Rewrite the items from the line that contains "above for rear" through the line that contains "[812,40,864,170]", changing "agronomist" to "crop scout" and leaving everything else as it is.

* START Data provided *

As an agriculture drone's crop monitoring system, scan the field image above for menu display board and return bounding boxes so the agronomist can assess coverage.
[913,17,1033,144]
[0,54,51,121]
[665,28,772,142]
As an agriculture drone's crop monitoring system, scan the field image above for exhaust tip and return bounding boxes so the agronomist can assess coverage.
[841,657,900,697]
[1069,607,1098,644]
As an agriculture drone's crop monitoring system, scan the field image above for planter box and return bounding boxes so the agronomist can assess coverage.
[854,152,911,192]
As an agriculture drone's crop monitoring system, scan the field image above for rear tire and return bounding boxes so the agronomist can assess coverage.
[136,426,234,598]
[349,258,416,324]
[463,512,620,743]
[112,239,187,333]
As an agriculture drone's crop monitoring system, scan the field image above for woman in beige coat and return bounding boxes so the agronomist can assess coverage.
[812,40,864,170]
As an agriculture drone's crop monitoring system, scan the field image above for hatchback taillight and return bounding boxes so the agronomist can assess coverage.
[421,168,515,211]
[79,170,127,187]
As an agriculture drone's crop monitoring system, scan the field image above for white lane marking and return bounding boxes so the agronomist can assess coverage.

* END Data provided *
* START Data provided *

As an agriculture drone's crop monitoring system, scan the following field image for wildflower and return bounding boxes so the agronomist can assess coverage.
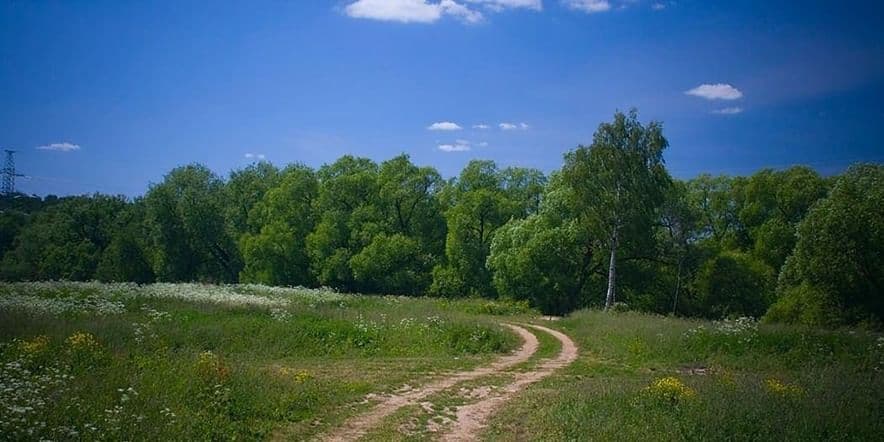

* END Data provided *

» Result of the exercise:
As an agriculture drone's crop monitoring system, scan the field image above for rear tire and return bounding boxes so the crop scout can assess coverage.
[136,426,234,598]
[349,258,416,324]
[463,512,620,743]
[112,239,187,333]
As an agriculture drone's crop monitoring system, scan the field image above for woman in beige coat and return bounding boxes so the crop scout can assess coverage.
[812,40,864,170]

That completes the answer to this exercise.